Travail à faire:
Dans le texte sur les rencontres internationales de Cybèle, quel terme a paru essentiel en premier lorsque la réflexion a commencé ?

CAIRN.INFO : Matières à réflexion

1Au moment où les huitièmes rencontres internationales de Cybèle se terminent, je me rappelle leurs débuts. Quand nous avons commencé à y réfléchir, la première des choses qui nous ont paru essentielles était le terme de « rencontre », qui évoque l’altérité, l’action volontaire d’aller vers l’autre. Puis nous nous sommes aperçus de la persistance du rôle crucial de cette Méditerranée, aujourd’hui en proie au chaos, et qui subit et paie le prix exorbitant de la guerre de puissances lointaines. Le dernier ouvrage de Pierre Conesa [1] est très éloquent à cet égard : il y décortique minutieusement la diplomatie religieuse du royaume wahhabite d’Arabie séoudite et l’extraordinaire dynamique du chaos, qui entraîne une lecture, une réflexion et une riposte de plus en plus difficiles aujourd’hui.

2Le deuxième élément qui nous a semblé évident est la diversité des pays et des populations de l’espace méditerranéen. Les différentes interventions de ce colloque l’ont remarquablement démontré : parce que nous, habitants et acteurs de cet espace, sommes loin d’être des clones, nous ne sommes pas souvent d’accord. Mais si nos positions divergent, nous pouvons toutefois échanger, sans peut-être nous convaincre mutuellement d’emblée, mais simplement en faisant en sorte de nous écouter dans le but de converger puis de construire ensemble durablement.

Entrées du jeu de données:

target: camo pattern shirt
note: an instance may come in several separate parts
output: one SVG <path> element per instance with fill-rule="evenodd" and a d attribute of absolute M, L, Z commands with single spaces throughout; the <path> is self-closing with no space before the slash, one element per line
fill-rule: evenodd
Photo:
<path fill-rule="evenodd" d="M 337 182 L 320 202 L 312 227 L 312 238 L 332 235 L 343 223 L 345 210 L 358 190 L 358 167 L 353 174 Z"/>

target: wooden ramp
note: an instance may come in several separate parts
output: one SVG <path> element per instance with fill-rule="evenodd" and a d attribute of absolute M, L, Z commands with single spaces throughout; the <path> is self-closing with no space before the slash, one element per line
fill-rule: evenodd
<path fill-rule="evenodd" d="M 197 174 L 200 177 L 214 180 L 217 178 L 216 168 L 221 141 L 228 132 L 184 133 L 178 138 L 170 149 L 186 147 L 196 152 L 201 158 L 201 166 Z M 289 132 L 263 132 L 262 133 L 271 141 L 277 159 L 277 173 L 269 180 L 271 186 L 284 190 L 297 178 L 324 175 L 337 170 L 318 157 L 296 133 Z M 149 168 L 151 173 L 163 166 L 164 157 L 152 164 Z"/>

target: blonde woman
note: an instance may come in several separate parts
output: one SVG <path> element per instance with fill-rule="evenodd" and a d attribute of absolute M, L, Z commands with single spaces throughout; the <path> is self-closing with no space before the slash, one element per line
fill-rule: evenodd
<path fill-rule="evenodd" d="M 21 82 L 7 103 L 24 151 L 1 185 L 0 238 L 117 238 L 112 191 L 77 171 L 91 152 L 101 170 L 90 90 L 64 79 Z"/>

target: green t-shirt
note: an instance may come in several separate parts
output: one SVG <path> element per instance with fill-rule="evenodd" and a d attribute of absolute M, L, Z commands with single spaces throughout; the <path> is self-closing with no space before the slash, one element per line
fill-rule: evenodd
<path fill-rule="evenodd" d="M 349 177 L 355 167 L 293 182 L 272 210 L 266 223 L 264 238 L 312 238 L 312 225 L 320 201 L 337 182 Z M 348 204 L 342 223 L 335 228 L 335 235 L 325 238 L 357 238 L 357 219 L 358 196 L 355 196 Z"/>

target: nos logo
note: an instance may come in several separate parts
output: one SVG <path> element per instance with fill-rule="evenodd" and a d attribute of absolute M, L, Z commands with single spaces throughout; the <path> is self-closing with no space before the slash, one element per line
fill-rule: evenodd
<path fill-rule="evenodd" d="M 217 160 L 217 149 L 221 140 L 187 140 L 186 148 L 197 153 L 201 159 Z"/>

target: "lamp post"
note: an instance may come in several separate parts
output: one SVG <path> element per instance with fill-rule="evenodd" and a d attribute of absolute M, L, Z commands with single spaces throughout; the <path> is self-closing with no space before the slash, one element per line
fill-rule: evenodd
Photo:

Solution proposée:
Le terme de « rencontre ».